(What is needed) Copy the passage of the Maribetta trek account below word for word, from "My first thought" to "to the top.".

(Excerpt)
════════

It’s been about six months since I last hit the trekking trail and I thought it was high time I got started again. Bangalore Mountaineering Club (BMC) was organizing a trek to a little known hill called Maribetta near Kanakpura, and I thought I’d join in. So last minute plans were made, bags dusted, camera charged and off I went at the crack of dawn.
I met up with the rest of my little group at the usual spot at Domlur. For a change we made fairly good progress and actually reached the start of the trail a good hour before time. There we hired a few locals to guide us to the top, made pals with the mandatory dog and set off to climb Maribetta.
My first thought on seeing the hill was – That’s not all that tall, shouldn’t take too long to climb. Little did I know how wrong I’d be.
We soon hit the trail that went over a small hill. It was all good until we crossed it and it was only after that did we realize why the organizer’s had asked people to wear full sleeves shirts. The rest of the trail weaved through forest, with thorny bushes on either side!!
The trail that we took, went kind of round the main hill and up a smaller one. From there the idea was to take the connecting ridge all the way to the top.

════════

(Stored data)

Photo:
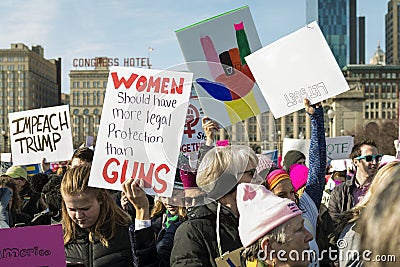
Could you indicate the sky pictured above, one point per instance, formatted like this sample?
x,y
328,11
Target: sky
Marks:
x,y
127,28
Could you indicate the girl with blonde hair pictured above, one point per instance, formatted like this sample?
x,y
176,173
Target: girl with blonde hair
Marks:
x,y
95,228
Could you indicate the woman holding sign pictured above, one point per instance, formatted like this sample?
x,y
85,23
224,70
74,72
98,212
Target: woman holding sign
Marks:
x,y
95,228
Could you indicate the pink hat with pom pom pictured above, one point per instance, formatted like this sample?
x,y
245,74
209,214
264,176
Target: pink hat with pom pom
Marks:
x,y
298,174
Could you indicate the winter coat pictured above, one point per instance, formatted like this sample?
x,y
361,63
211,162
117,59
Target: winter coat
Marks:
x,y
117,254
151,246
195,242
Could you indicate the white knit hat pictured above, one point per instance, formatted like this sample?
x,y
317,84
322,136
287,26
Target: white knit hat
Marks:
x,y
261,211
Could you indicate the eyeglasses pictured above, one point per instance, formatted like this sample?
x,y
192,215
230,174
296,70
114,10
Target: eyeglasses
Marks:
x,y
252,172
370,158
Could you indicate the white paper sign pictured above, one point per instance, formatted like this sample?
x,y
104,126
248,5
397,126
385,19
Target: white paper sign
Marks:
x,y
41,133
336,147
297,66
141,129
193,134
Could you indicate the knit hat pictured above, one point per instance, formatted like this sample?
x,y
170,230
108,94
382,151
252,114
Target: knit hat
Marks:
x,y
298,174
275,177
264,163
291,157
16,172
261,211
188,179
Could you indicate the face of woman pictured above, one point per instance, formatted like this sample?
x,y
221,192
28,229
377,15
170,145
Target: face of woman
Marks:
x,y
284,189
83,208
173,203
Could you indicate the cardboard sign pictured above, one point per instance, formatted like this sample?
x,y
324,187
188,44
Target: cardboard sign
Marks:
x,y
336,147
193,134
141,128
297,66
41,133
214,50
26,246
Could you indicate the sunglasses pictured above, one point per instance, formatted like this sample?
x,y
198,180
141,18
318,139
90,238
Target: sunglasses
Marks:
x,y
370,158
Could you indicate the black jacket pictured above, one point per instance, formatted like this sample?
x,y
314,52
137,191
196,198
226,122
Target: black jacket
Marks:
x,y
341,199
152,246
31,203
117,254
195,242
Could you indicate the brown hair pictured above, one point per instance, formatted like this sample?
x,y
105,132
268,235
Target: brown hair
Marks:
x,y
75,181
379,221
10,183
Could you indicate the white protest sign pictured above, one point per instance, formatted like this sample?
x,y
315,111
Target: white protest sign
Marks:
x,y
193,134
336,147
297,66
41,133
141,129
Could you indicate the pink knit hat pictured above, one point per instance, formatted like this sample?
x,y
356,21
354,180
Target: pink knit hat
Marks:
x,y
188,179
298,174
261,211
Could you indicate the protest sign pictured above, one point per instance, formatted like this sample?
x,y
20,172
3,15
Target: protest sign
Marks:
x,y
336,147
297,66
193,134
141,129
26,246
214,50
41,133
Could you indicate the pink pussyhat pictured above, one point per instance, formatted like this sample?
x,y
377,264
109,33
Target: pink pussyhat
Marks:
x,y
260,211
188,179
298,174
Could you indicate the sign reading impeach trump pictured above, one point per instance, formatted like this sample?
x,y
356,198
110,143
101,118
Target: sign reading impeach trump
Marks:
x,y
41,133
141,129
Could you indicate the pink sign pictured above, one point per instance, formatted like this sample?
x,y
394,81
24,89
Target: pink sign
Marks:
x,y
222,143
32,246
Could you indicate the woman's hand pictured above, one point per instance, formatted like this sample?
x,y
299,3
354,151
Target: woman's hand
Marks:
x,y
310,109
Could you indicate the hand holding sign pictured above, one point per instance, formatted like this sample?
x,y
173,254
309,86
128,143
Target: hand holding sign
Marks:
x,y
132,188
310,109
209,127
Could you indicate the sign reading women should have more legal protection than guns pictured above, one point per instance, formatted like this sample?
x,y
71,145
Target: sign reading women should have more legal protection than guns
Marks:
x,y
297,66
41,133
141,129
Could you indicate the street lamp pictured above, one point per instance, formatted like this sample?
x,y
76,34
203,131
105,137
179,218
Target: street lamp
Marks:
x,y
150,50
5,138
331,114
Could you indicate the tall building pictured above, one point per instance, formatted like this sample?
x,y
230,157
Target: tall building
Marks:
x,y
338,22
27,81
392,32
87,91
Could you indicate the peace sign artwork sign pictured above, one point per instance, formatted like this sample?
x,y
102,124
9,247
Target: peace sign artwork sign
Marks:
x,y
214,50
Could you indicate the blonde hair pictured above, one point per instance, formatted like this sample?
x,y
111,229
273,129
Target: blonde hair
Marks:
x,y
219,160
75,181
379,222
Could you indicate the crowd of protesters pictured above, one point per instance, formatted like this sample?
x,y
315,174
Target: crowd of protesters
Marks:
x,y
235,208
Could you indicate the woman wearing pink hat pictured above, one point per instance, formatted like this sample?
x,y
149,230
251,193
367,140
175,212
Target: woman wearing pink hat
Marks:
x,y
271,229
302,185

════════

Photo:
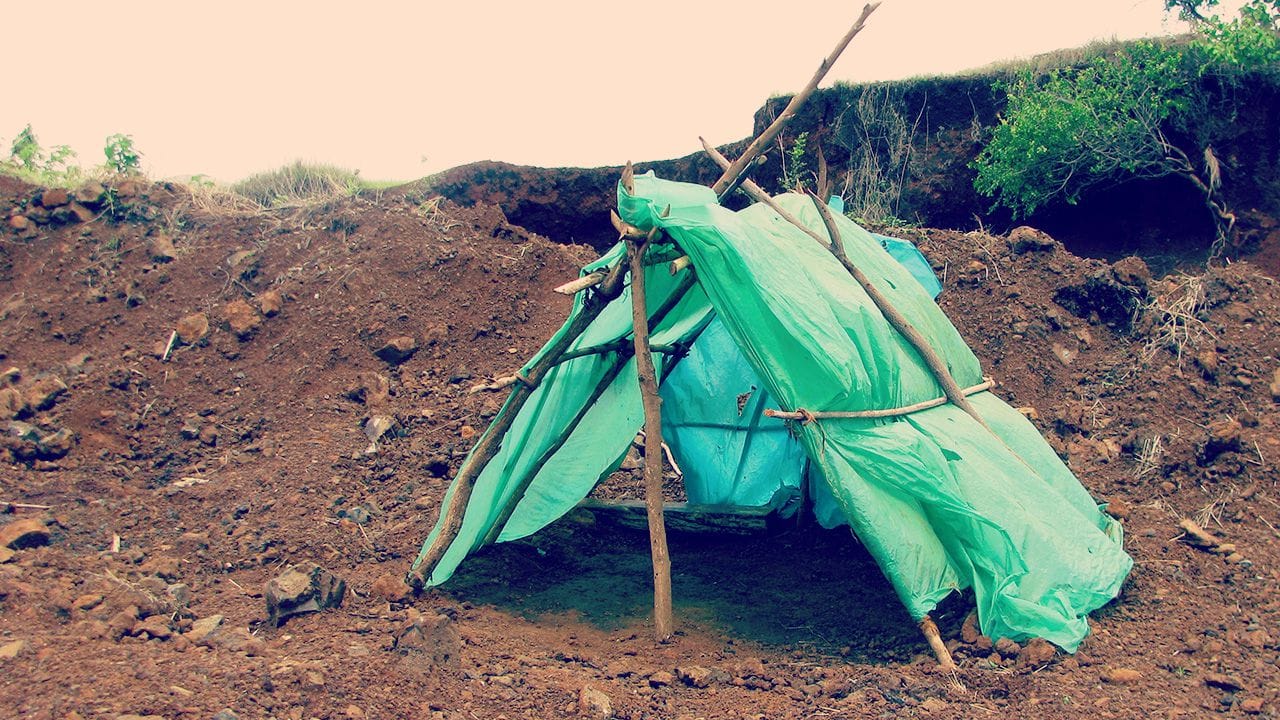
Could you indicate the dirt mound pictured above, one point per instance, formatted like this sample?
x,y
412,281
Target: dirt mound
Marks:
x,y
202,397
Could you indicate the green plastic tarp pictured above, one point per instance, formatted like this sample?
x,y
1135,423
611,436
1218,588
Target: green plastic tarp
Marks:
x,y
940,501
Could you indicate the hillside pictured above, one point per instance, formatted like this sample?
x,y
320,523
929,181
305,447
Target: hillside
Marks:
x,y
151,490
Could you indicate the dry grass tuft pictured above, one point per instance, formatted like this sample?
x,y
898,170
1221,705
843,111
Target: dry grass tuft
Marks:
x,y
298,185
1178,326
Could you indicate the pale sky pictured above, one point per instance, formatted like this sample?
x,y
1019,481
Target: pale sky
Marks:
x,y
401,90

════════

(Solution to this problem)
My first thought on seeing the hill was – That’s not all that tall, shouldn’t take too long to climb. Little did I know how wrong I’d be.
We soon hit the trail that went over a small hill. It was all good until we crossed it and it was only after that did we realize why the organizer’s had asked people to wear full sleeves shirts. The rest of the trail weaved through forest, with thorny bushes on either side!!
The trail that we took, went kind of round the main hill and up a smaller one. From there the idea was to take the connecting ridge all the way to the top.